* **SHORT PROBLEM**
From the records below, pick out every line containing the string "hand" and copy each one. The match is case-sensitive.

* BEGIN INPUT MATERIAL *

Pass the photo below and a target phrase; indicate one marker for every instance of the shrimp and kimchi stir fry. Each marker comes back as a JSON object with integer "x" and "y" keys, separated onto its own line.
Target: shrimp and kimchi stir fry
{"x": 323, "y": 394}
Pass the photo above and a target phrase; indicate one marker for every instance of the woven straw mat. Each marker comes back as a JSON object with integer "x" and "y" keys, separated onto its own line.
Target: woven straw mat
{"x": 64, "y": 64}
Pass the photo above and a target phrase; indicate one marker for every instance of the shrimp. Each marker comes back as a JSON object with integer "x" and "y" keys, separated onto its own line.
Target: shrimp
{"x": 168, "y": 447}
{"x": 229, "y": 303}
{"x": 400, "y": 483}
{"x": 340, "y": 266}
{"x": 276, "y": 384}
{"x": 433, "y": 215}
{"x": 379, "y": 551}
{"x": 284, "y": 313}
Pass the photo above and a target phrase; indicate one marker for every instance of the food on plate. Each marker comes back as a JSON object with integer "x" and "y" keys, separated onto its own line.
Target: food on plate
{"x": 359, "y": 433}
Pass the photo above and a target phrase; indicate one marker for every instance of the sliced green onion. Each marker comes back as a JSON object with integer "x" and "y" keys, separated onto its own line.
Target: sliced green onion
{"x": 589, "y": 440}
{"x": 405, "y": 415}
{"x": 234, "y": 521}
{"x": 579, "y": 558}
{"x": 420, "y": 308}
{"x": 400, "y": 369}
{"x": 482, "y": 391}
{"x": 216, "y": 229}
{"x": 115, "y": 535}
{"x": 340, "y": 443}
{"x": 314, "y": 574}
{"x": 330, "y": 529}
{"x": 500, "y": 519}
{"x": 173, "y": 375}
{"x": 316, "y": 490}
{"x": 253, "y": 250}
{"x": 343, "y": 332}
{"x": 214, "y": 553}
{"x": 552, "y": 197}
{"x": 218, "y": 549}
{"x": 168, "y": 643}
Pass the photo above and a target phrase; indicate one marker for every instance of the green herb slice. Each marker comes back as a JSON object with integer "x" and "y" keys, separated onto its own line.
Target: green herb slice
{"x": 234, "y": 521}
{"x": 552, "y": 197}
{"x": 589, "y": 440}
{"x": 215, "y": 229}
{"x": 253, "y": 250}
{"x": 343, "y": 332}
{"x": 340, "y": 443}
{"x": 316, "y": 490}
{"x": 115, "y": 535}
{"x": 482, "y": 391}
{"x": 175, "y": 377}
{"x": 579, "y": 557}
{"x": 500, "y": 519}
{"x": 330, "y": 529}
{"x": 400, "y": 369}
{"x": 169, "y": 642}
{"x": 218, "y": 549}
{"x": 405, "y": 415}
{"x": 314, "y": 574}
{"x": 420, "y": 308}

* END INPUT MATERIAL *
* BEGIN INPUT MATERIAL *

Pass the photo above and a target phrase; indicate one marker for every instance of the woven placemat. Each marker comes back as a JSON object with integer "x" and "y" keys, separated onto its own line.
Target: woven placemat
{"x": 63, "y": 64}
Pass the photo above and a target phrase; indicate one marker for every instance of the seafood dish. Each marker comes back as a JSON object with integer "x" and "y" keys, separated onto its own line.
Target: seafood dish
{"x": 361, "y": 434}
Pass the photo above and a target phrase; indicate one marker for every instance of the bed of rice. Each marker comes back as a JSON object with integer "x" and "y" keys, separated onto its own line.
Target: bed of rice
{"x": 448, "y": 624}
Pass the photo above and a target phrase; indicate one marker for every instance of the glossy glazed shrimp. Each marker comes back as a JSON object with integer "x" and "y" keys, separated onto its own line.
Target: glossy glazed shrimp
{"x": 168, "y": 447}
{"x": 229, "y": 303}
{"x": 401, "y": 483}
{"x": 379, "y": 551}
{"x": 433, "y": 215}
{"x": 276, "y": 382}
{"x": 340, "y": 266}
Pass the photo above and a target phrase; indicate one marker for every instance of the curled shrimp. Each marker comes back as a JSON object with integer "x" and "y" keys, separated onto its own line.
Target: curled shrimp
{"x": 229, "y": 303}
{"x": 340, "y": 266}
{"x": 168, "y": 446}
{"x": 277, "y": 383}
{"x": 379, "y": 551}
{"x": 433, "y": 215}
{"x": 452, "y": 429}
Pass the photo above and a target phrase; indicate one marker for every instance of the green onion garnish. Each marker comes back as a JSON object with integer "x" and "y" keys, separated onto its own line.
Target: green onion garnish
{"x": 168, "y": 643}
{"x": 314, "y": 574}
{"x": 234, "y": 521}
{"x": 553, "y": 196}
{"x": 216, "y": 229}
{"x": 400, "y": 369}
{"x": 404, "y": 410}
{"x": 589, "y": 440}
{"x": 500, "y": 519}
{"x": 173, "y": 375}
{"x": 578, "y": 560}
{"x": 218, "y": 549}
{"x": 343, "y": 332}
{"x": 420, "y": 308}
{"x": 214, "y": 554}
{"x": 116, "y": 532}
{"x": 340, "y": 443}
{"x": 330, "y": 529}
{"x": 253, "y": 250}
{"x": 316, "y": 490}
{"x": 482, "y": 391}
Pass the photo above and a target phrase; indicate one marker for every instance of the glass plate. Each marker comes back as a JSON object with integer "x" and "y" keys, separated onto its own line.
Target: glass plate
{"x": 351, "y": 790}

* END INPUT MATERIAL *
* BEGIN INPUT MATERIAL *

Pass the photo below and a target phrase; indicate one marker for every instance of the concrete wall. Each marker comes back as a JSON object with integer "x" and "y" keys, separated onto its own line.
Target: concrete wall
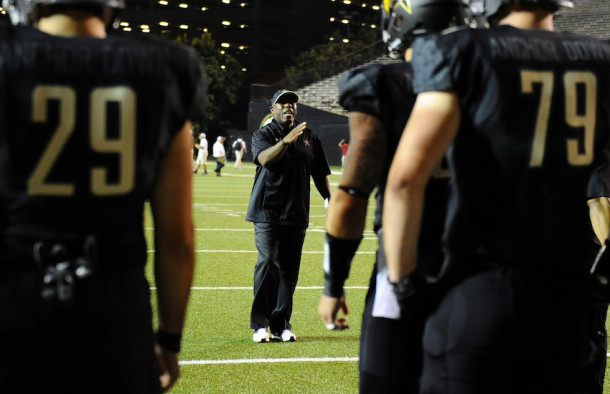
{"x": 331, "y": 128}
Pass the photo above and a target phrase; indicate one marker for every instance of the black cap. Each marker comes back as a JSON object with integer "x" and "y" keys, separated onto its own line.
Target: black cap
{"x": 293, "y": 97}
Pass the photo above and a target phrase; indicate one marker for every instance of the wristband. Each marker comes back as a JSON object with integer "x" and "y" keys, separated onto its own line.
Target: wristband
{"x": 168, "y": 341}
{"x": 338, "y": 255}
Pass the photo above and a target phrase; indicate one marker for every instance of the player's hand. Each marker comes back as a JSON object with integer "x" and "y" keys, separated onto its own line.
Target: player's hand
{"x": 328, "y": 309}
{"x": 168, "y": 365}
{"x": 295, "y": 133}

* END INPUT MATERIAL *

* **RESPONSE BELOW**
Pass the photo above and a target phrase; indicate one marker for every instance of the player's hand. Each marker comes back as a JSON object with integer "x" and "y" keys, separated onto its own line.
Target: player's hand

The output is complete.